• **Work instructions**
Convert the lines from the one containing "object_query: bare dirt yard" through the final line of the rows, both included, into a JSON list of strings with one string per line and blank lines left out.

• **Data to use**

----------

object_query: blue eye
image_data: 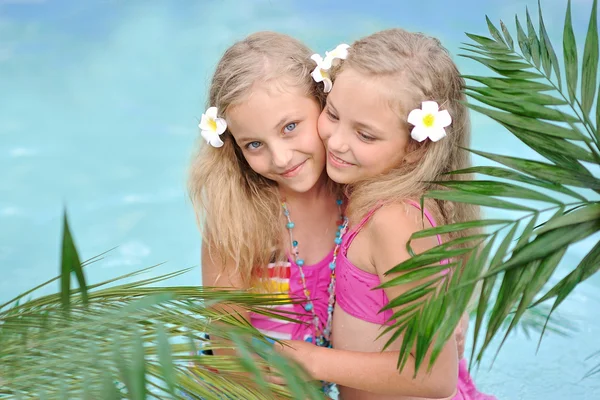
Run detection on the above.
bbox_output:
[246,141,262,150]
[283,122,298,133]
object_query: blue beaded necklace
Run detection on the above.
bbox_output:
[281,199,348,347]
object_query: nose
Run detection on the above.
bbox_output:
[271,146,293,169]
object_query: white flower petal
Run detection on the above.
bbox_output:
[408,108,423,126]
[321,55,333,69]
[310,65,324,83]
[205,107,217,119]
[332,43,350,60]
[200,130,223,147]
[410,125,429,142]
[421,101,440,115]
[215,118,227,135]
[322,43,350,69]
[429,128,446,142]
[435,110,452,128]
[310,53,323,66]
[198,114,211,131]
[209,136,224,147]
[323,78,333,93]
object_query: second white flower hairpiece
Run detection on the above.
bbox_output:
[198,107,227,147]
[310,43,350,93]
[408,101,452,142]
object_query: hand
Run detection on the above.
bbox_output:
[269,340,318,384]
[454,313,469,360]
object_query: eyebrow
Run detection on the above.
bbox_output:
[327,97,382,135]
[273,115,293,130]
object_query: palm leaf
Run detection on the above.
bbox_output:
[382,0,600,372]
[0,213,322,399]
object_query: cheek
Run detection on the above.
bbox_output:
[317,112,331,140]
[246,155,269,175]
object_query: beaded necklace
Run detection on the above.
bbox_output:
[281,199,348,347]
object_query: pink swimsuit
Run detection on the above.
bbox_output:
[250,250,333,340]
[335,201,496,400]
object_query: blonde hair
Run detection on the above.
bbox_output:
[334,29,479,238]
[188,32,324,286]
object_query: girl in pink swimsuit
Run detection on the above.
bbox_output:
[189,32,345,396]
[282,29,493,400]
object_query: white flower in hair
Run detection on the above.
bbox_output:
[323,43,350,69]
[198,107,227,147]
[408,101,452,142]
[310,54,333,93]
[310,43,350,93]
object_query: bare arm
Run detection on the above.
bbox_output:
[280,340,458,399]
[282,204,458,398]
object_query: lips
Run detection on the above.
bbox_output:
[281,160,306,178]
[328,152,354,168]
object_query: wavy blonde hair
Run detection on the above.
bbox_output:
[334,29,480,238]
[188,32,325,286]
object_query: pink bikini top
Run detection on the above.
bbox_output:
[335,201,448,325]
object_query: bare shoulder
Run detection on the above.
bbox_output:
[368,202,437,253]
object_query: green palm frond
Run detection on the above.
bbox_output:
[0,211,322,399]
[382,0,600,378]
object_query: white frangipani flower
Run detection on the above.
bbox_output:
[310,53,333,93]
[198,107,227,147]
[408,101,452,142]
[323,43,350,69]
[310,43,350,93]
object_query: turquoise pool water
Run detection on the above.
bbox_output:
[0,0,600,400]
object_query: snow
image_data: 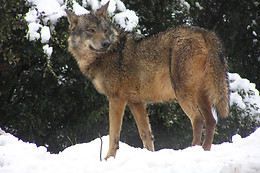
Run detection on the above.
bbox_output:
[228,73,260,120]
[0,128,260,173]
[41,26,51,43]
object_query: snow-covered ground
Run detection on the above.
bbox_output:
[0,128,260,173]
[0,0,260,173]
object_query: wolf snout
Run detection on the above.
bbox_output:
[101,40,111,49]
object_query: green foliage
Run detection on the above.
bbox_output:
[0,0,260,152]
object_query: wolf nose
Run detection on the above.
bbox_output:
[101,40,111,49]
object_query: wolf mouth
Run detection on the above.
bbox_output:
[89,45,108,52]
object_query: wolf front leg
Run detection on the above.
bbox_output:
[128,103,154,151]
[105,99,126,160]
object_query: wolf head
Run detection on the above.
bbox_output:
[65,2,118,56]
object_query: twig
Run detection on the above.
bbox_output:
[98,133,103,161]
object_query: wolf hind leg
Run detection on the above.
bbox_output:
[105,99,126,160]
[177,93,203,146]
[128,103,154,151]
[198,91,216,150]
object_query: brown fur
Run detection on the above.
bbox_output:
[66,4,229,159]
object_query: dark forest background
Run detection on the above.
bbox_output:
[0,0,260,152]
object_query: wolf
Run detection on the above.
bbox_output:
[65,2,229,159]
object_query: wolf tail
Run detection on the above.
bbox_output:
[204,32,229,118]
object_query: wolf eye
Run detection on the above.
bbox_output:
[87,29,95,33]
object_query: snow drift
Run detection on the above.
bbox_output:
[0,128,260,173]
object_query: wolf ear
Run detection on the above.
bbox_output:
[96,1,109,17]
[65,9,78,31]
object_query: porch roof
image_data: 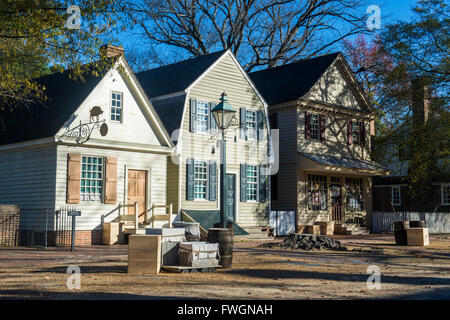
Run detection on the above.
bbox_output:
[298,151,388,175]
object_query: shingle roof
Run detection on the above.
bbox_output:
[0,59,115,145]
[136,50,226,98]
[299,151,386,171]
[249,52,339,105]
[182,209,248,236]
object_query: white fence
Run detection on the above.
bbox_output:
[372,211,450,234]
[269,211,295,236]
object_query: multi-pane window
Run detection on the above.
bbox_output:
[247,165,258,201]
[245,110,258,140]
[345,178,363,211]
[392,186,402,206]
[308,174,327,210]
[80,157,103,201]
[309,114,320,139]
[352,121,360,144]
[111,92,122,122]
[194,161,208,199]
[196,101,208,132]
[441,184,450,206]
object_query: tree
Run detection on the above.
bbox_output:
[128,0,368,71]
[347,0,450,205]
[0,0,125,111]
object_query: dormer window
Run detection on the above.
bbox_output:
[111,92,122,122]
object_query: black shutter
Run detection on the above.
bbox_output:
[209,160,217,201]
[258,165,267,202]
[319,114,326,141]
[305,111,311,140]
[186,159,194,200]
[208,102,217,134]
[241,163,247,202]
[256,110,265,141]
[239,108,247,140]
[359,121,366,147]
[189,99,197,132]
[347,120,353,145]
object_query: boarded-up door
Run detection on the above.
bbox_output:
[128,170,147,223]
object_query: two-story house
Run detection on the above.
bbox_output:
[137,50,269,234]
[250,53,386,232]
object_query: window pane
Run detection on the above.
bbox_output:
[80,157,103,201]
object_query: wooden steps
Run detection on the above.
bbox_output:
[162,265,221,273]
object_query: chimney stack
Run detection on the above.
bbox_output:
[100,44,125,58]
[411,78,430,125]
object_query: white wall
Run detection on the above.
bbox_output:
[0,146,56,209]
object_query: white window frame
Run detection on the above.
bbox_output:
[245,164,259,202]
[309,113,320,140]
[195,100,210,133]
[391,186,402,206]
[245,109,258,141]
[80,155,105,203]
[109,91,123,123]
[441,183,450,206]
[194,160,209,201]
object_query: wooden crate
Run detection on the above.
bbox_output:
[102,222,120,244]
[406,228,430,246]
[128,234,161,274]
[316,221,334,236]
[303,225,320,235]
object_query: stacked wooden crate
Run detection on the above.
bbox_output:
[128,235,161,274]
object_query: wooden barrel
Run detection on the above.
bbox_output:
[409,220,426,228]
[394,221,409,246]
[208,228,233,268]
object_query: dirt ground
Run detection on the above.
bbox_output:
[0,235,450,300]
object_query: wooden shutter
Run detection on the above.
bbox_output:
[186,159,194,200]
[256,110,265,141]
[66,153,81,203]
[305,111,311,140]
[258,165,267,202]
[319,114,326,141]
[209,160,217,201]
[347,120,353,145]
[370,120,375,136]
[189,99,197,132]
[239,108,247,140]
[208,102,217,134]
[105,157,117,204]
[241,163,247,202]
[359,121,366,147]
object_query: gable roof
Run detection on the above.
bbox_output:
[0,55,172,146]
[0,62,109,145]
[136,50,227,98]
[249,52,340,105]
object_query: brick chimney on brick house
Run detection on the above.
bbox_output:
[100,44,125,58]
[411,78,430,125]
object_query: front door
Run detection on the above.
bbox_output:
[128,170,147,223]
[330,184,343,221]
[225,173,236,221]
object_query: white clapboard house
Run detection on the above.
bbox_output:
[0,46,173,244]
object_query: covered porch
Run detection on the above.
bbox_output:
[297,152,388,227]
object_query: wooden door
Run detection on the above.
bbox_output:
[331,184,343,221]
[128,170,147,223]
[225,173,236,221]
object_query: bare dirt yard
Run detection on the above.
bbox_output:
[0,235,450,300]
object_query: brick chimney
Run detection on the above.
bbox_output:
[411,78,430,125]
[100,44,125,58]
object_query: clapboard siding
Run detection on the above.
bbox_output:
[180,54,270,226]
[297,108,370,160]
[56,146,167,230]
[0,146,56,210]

----------

• **Final result**
[
  "object_query: bare dirt yard",
  "Run detection on the above.",
  "bbox_output:",
  "[0,235,450,300]",
  "object_query: brick chimney",
  "Run detection on the above.",
  "bbox_output:",
  "[411,78,430,125]",
  "[100,44,125,58]",
  "object_query: clapboard siding",
  "Run detection on the above.",
  "bbox_output:",
  "[180,54,270,226]",
  "[297,108,370,160]",
  "[56,146,167,230]",
  "[0,146,56,210]"
]